WHAT TO DO -
A - List every place name or street address in the article about the Opelika mobile wellness clinic.
B - Write the next paragraph of the article about the Opelika mobile wellness clinic, picking up after its final sentence.

BY TOM WOFFORD
FOR THE OBSERVER

OPELIKA—
The Opelika Neighborhood Mobile Wellness Clinic will make its first visit to the Courthouse Square on Friday, Oct. 13, from 9 a.m. until 2 p.m.
East Alabama Medical Center (EAMC) operates the converted Bluebird bus, which provides screenings for the most common chronic illnesses, primarily blood pressure checks and glucose screenings, at no cost.
“The Mobile Wellness Clinic brings basic healthcare to the neighborhoods that need it,” said Sutricia Johnson, manager of the mobile clinic.
The mobile wellness clinic had its official launch last December and has since been making weekly appearances all around Opelika, but the 13th will be its first visit to the square. The mobile clinic will also set up at the offices of the Housing Authority located at 1706 Toomer St. on Oct. 6.
“Of course, our ultimate goal is to increase access to healthcare, particularly to those with limited access or no insurance,” Johnson said. “But we don’t turn anyone away. If you have insurance and need a screening, we gladly provide it just the same, at no cost.”

(Phrase grounding data)

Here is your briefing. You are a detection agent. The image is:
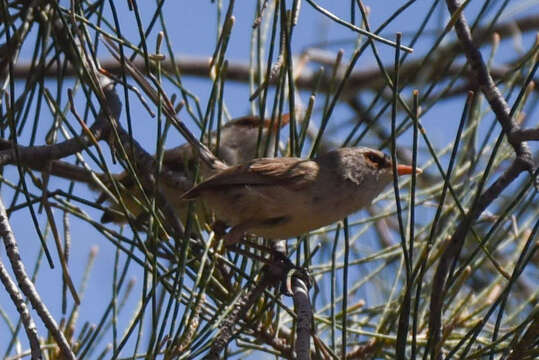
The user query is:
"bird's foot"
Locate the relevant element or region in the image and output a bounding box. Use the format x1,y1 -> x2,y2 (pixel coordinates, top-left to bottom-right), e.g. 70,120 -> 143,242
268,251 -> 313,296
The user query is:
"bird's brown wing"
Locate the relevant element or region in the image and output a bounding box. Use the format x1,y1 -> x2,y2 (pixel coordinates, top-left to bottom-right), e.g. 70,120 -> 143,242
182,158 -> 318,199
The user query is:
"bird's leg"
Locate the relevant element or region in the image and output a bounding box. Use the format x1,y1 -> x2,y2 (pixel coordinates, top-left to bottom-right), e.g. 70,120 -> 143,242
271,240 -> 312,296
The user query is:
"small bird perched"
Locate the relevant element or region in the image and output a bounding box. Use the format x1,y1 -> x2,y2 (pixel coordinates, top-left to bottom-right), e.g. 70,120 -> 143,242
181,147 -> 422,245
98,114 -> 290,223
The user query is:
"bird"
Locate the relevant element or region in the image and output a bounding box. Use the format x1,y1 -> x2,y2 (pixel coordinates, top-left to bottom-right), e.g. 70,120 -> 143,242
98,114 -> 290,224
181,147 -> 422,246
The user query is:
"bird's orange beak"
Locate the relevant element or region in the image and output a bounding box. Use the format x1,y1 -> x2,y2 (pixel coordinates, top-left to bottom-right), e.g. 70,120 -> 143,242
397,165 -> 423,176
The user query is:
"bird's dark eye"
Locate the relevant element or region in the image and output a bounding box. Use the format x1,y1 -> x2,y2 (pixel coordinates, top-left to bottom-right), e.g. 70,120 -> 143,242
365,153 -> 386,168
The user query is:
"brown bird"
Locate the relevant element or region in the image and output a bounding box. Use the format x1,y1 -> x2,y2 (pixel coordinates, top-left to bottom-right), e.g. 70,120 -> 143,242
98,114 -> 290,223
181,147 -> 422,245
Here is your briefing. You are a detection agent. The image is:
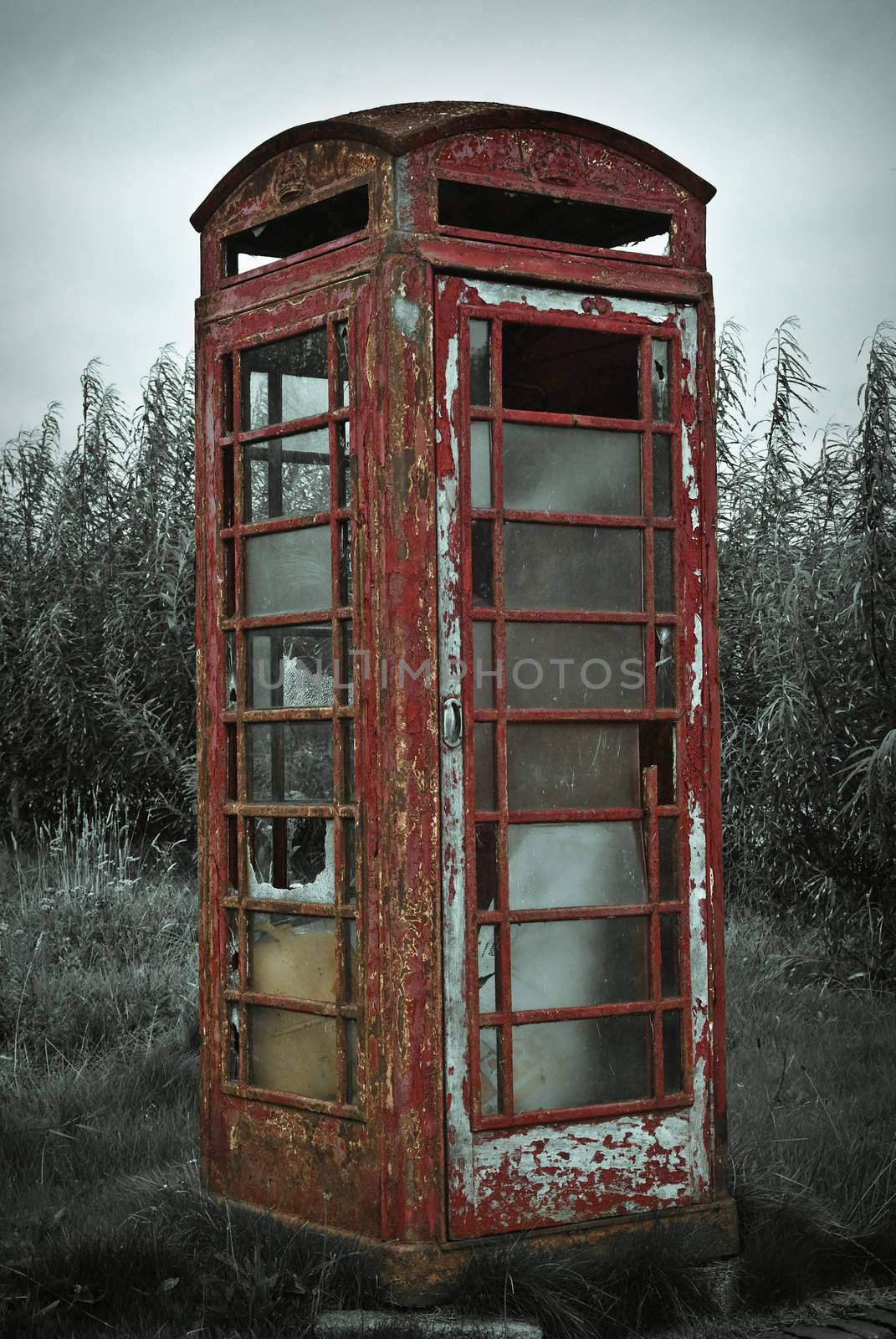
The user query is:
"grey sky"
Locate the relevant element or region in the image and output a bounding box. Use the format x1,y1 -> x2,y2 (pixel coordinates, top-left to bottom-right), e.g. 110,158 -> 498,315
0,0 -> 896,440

SOLVED TASKS -
A -
Opelika
Courthouse Square
1706 Toomer St.

B -
When one steps into the clinic, they’ll find an interview and waiting room that leads into the examination room. There’s a lavatory area with a sink. The clinic is staffed by a nurse, most often Johnson, who performs the screenings, as well as by a social worker.
“It’s been a great asset having the social worker,” Johnson said. “She can connect the patients with a wide range of resources that a nurse alone can’t. Many patients need other services and the social worker can identify and direct them to those. We connect patients with a primary care physician if they don’t have one.We also provide education on preventing chronic illnesses,” Johnson said.
The clinic sets up three Fridays of each month, with the other week being a community visit on Thursday.
The mobile clinic was first conceived in 2017 as a joint project of the city of Opelika, the Casey Family Foundation and East Alabama Health (EAH). Through its partnership with Casey Family Programs, the city of Opelika learned about the Mobile Studio, a community-based build-and-design group in Auburn that works with municipalities and public agencies to research and design solutions that improve communities. Members of the planning group visited a highly successful mobile health program in Gainesville, Florida, whose clinic was serving 3,000 patients a year in medically underserved areas.
But the COVID-19 outbreak delayed the project’s completion, according to Leigh Krehling, city of Opelika’s community relations officer.
“It was so difficult during Covid to move the project,” she said.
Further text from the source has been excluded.